Document segment:
★ ★ ★
Hundreds of people crowded into the State House's largest hearing room to offer feedback on the five-year, $4.1 billion housing bond bill, representing a cross-section of affordable and public housing activists, real estate developers, and residents who themselves continue to withstand the crushing pressure of high costs and low supply.

While most speakers at a Housing Committee hearing praised the proposal for its large scope and agreed the state has a moral and economic imperative to make more housing available, the divergent reviews for measures like local-option real estate transfer taxes forecast that lawmakers have some tricky decisions ahead that are likely to please some interest groups and rile others.

Allison Drescher, president of the Small Property Owners Association, told lawmakers her group believes a part of the bill allowing any city or town to impose additional fees on high-value real estate transactions "runs counter to the bill's broader goal of increasing the supply of housing for the simple reason that this will further constrain the housing market in a time of adverse economic conditions."

The 13,000-plus-member Greater Boston Real Estate Board said it, too, "strongly oppose[s]" the proposed transfer fees and inclusionary zoning measures despite its support for much of the remainder of the bill.
★ ★ ★
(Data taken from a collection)

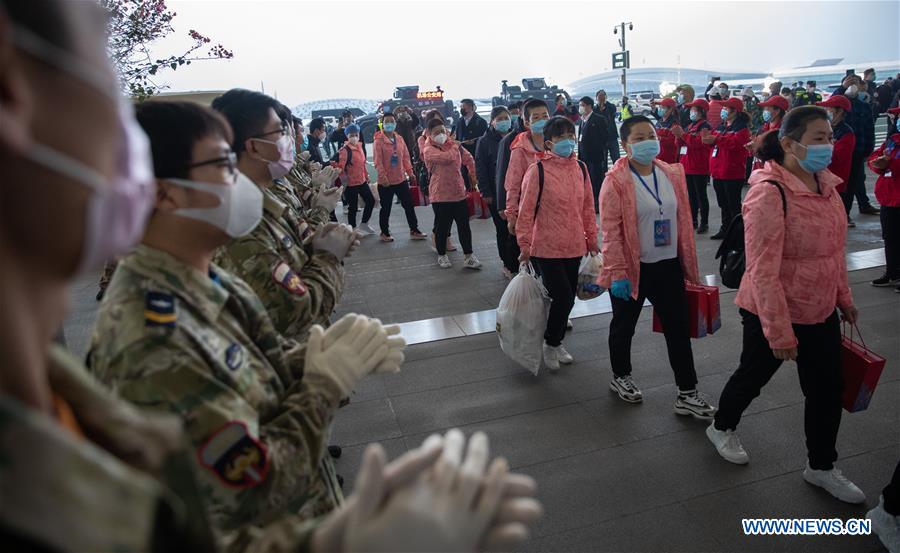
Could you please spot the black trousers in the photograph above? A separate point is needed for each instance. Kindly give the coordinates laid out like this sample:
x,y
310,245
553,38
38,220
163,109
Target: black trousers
x,y
856,184
386,195
890,232
560,278
503,238
597,171
728,196
819,368
445,213
698,198
663,284
353,194
891,494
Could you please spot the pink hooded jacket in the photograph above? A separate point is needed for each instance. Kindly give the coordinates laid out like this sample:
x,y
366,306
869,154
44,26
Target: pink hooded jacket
x,y
796,265
618,222
384,149
565,225
356,171
521,155
443,162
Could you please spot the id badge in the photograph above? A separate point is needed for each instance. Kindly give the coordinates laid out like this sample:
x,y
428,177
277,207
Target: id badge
x,y
662,232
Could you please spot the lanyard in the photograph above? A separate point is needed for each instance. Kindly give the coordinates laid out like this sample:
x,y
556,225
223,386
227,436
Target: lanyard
x,y
656,196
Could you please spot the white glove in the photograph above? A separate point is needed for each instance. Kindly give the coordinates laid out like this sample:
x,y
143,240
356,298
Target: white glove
x,y
335,238
356,346
327,198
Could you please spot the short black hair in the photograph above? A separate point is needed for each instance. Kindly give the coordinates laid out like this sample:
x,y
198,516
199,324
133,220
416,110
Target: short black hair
x,y
625,129
316,124
173,128
497,111
246,111
558,126
530,104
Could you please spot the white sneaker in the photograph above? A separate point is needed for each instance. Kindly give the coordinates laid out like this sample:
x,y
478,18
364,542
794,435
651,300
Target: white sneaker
x,y
834,483
564,356
886,526
551,358
728,445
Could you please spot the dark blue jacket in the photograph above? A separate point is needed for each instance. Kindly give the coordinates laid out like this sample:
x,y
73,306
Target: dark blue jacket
x,y
486,162
860,120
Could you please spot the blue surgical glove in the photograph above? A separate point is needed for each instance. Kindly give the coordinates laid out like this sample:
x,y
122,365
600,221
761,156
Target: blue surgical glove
x,y
621,289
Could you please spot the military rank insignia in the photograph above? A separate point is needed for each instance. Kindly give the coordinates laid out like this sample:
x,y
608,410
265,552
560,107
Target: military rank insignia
x,y
234,456
159,309
288,279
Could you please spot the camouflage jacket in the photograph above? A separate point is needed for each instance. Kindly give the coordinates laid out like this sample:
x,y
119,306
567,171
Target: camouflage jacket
x,y
104,491
172,338
298,289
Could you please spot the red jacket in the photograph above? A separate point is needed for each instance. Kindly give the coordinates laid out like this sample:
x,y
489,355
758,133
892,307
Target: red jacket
x,y
355,172
728,159
668,149
844,143
887,188
696,160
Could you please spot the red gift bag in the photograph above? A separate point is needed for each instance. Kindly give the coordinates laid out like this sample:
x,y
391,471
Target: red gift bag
★ ★ ★
What this exercise asks:
#1 According to the housing bond article, what is the total value and length of the housing bond bill?
#2 Continue the housing bond article, starting after its last sentence.
These entries have nothing to do with the housing bond article.

Answers per task:
#1 $4.1 billion over five years.

#2
"Every facet of our membership from multifamily residential to commercial and single-family homes would be adversely impacted by the proposed sales tax on real estate. The real estate market is highly sensitive to economic downturns and is an unstable source of revenue," the group wrote in its testimony. "This tax, which also captures the commercial office sector, adds new burden to owners. Office vacancies are at an all-time high in Boston and across the region. The cost of debt/borrowing remains high, and this is crippling the investment sales market. Unlike a mortgage, a tax cannot be financed and will simply be passed on to the tenant or buyer."

Those in favor of the transfer tax language argued that instead of stifling production, it would instead unlock millions of dollars in new funding that could be put toward housing affordability initiatives. They also said other factors like high interest rates are more likely to prevent construction or rehabilitation of housing units than additional local fees.

Boston Mayor Michelle Wu, long a supporter of local real estate transfer taxes, said winning state permission to enact a version the city has proposed -- which would likely apply to even fewer transactions than the language in Healey's bill -- would "double our budget for affordable housing annually."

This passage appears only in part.